§ What this task involves: Your answer must be an exact transcription of the lines from the line with "Where can you see the reflection in" through the final line of the data.

(Records contained in a dataset)
=== Section Start ===
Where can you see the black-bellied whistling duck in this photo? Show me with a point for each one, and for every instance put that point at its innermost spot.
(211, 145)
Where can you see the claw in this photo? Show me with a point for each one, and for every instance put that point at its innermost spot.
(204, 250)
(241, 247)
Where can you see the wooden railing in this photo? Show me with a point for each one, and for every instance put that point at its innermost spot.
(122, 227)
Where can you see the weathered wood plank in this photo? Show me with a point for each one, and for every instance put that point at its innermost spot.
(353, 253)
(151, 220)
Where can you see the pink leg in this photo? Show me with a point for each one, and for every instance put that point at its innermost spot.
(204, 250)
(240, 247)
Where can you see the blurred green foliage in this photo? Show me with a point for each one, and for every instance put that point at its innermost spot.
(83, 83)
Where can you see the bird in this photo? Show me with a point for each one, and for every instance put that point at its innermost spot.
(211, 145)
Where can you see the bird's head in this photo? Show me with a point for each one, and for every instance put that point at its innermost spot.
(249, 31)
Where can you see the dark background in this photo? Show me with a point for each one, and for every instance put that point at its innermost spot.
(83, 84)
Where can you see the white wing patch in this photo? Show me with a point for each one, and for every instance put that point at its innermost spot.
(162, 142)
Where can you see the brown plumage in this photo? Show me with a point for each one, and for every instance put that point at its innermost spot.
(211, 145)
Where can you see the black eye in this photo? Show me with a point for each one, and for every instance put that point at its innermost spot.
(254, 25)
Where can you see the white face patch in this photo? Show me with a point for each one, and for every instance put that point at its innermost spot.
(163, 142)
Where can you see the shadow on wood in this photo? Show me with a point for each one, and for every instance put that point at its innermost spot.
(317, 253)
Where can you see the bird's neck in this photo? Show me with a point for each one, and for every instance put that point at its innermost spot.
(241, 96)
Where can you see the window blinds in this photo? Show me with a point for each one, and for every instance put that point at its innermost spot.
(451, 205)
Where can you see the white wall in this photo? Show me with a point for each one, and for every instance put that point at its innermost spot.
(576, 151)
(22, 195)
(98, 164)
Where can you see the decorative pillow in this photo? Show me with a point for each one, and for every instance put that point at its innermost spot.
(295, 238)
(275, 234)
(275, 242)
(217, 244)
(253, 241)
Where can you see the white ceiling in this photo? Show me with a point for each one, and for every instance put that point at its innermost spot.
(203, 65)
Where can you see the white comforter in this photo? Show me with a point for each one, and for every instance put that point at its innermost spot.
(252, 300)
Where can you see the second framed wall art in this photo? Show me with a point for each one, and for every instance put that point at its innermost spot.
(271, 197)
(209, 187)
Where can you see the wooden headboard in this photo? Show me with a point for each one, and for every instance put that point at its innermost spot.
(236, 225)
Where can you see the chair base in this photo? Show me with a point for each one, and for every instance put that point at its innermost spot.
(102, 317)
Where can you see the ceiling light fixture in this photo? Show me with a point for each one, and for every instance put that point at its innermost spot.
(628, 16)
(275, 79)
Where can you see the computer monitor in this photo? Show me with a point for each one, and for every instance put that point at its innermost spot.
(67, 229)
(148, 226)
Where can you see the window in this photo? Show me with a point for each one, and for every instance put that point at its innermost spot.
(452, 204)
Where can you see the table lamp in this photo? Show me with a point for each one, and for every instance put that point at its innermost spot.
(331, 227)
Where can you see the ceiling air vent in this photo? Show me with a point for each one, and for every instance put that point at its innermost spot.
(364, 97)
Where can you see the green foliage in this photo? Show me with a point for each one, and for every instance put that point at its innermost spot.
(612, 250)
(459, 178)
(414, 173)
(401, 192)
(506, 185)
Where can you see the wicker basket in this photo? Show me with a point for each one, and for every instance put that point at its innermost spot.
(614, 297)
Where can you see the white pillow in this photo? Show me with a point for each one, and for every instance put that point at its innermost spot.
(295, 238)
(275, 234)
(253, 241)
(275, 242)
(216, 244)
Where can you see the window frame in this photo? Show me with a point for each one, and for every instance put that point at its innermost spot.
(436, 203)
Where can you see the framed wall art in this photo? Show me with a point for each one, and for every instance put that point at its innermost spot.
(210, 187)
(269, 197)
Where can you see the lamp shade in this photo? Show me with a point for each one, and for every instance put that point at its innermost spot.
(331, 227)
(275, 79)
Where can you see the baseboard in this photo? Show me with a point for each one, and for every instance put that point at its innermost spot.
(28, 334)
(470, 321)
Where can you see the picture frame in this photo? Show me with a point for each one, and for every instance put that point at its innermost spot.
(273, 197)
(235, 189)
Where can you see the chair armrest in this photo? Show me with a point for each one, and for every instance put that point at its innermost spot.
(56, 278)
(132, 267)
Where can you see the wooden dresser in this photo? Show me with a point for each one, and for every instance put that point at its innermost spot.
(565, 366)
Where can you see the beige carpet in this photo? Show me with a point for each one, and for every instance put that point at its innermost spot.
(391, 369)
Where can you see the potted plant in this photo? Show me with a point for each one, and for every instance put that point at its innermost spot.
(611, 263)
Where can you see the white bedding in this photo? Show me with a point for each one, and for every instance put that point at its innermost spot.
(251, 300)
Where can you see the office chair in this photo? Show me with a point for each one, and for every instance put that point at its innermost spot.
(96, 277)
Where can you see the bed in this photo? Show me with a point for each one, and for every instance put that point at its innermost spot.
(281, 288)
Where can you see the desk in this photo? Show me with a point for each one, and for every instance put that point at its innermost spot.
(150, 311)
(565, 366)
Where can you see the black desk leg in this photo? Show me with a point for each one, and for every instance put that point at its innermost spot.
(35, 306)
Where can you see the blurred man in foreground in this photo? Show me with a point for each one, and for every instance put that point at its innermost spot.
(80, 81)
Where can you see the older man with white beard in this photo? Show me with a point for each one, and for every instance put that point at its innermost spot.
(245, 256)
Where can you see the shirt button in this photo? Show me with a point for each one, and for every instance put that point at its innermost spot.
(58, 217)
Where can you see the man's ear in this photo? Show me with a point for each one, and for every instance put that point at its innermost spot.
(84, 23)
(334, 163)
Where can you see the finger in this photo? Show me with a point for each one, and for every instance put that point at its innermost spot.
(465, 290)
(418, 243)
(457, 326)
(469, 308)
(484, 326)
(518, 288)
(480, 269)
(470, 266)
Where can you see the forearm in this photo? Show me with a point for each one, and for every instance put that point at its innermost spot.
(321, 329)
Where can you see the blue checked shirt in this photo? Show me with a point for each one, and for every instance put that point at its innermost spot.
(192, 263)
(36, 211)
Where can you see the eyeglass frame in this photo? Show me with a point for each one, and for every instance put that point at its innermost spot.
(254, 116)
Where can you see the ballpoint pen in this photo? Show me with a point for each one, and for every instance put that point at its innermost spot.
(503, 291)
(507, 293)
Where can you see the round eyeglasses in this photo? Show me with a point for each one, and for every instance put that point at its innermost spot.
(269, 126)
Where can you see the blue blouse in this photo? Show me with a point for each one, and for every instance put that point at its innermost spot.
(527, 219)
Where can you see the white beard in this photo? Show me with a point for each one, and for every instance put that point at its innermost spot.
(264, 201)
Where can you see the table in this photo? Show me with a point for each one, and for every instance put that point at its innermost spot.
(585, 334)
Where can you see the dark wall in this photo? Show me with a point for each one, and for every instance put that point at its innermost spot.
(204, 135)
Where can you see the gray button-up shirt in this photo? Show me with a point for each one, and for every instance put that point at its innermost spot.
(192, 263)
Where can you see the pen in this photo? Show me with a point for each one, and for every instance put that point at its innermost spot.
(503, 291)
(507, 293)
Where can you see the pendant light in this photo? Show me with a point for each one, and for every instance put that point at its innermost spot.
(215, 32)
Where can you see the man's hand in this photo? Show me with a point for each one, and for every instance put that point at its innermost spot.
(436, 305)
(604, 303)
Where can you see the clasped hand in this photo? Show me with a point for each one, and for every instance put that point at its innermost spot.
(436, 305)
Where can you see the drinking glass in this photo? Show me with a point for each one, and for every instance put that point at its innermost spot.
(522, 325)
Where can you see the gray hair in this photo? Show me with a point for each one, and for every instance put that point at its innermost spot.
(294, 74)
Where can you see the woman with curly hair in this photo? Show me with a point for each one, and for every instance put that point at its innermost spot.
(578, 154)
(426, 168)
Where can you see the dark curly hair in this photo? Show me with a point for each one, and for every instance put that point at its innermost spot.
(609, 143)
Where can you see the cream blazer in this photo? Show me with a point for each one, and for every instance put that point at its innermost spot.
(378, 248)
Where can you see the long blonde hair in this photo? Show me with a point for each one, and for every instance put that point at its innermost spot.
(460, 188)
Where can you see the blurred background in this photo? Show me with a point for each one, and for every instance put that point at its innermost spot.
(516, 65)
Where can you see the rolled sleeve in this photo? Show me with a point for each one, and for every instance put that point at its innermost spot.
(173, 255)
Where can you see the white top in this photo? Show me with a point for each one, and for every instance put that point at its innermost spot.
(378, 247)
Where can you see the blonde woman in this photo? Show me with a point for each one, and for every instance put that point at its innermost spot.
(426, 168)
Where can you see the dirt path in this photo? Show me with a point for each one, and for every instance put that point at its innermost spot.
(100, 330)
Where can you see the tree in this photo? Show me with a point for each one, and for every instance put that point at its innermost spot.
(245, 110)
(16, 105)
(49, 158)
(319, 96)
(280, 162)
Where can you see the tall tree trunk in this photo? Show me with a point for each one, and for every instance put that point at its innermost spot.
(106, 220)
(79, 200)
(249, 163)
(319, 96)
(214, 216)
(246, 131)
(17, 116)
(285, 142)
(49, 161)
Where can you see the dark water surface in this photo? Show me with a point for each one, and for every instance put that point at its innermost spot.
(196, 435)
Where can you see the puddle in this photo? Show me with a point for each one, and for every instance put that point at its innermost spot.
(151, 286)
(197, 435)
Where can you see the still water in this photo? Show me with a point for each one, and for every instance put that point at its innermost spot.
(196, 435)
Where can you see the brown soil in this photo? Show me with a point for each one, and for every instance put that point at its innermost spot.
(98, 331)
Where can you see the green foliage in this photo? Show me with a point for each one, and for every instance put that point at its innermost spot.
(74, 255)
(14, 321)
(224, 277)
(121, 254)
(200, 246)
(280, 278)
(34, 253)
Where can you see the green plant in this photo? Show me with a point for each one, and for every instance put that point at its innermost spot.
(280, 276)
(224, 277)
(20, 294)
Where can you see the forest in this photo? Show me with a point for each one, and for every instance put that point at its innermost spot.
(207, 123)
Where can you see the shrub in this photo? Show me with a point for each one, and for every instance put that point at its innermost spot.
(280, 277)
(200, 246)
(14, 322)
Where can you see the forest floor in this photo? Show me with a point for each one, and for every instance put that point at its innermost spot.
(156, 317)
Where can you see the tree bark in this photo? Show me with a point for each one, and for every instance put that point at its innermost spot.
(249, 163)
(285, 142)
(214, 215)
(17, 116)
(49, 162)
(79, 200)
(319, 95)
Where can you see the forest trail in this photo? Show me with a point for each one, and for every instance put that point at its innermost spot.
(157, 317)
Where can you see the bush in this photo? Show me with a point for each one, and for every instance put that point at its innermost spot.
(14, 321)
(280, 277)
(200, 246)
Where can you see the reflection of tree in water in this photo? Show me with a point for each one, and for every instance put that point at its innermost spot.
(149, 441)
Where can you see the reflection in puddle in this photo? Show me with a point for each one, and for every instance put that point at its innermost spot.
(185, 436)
=== Section End ===
§ Output for this exercise:
Where can you see the reflection in puddle in this photo? Show me with a point for each one, and for every instance put that point at its innermost spot.
(185, 436)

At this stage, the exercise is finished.